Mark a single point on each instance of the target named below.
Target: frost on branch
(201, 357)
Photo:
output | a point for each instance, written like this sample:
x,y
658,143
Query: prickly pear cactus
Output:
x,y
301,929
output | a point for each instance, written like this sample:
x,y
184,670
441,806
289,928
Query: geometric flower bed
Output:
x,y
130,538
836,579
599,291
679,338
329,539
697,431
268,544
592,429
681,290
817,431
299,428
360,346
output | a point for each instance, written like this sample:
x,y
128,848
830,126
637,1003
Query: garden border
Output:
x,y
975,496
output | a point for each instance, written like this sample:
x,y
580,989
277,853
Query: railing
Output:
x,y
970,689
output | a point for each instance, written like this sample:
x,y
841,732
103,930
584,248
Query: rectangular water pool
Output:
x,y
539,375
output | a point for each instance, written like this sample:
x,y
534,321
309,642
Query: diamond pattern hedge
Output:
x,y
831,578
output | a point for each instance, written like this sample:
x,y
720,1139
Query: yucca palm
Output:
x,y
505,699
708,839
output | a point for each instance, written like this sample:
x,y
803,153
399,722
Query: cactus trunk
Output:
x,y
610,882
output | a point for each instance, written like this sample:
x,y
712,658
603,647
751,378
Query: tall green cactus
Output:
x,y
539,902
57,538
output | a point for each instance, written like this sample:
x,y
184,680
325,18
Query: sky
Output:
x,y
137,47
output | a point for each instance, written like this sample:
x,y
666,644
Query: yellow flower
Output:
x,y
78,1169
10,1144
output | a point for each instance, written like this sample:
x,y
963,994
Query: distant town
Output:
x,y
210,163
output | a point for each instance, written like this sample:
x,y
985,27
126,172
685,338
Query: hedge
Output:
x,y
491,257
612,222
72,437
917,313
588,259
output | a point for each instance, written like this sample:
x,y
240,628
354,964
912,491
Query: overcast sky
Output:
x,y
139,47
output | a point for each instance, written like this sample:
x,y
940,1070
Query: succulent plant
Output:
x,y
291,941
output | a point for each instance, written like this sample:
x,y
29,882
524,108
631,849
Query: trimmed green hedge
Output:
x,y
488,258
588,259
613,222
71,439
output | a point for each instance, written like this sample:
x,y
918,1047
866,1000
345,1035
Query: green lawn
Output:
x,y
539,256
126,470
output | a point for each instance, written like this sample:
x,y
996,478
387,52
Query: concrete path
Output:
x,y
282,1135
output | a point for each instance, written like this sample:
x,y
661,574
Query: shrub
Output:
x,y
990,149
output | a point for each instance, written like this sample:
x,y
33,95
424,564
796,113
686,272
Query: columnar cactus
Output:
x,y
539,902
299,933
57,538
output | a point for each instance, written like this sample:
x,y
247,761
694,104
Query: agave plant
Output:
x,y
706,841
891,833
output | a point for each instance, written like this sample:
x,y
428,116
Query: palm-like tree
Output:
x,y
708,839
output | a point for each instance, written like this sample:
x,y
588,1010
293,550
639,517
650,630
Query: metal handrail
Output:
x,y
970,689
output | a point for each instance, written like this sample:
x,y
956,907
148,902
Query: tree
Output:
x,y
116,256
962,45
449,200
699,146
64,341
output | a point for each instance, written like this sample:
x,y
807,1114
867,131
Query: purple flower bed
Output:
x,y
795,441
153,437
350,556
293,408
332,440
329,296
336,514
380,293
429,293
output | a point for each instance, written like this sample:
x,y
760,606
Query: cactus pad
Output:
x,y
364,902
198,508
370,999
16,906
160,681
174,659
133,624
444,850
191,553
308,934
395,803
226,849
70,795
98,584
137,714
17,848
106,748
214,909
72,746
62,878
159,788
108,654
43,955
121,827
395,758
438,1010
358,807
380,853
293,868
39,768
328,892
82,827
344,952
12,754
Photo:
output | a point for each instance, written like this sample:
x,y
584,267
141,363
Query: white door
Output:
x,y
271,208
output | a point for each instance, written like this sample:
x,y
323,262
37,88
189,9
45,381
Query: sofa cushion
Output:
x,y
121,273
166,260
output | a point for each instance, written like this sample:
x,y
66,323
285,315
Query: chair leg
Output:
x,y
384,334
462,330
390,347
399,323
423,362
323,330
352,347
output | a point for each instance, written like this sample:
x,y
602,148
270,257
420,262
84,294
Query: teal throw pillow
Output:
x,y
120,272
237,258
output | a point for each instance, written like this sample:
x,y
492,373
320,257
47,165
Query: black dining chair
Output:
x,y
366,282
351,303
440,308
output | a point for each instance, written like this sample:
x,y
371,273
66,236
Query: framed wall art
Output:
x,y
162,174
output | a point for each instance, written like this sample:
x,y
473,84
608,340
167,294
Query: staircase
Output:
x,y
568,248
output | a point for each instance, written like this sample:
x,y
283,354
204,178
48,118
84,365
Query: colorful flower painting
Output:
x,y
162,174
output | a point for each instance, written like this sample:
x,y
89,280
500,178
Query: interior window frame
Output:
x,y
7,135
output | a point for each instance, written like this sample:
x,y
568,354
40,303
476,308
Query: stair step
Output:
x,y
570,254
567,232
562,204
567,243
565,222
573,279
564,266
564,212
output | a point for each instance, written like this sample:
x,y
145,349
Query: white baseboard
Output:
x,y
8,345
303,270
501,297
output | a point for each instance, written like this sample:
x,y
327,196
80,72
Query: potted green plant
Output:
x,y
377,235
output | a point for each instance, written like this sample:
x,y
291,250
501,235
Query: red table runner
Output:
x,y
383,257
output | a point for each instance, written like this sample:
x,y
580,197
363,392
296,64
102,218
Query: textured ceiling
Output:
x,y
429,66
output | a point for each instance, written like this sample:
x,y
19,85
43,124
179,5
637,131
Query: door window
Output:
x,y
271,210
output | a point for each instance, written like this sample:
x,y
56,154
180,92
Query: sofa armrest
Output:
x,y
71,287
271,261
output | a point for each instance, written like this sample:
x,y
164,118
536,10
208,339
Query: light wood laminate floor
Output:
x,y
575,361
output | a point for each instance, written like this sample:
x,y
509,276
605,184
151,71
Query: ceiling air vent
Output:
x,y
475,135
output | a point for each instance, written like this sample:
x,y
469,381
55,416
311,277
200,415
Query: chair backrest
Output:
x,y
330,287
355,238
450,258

- WHAT YOU HAVE TO DO
Wherever the string "cactus" is found in the entries, copy the line it sits in.

- SOLVED PROBLEM
Query: prickly pear cactus
Query: cactus trunk
Query: tall green cactus
Query: columnar cactus
Query: cactus pad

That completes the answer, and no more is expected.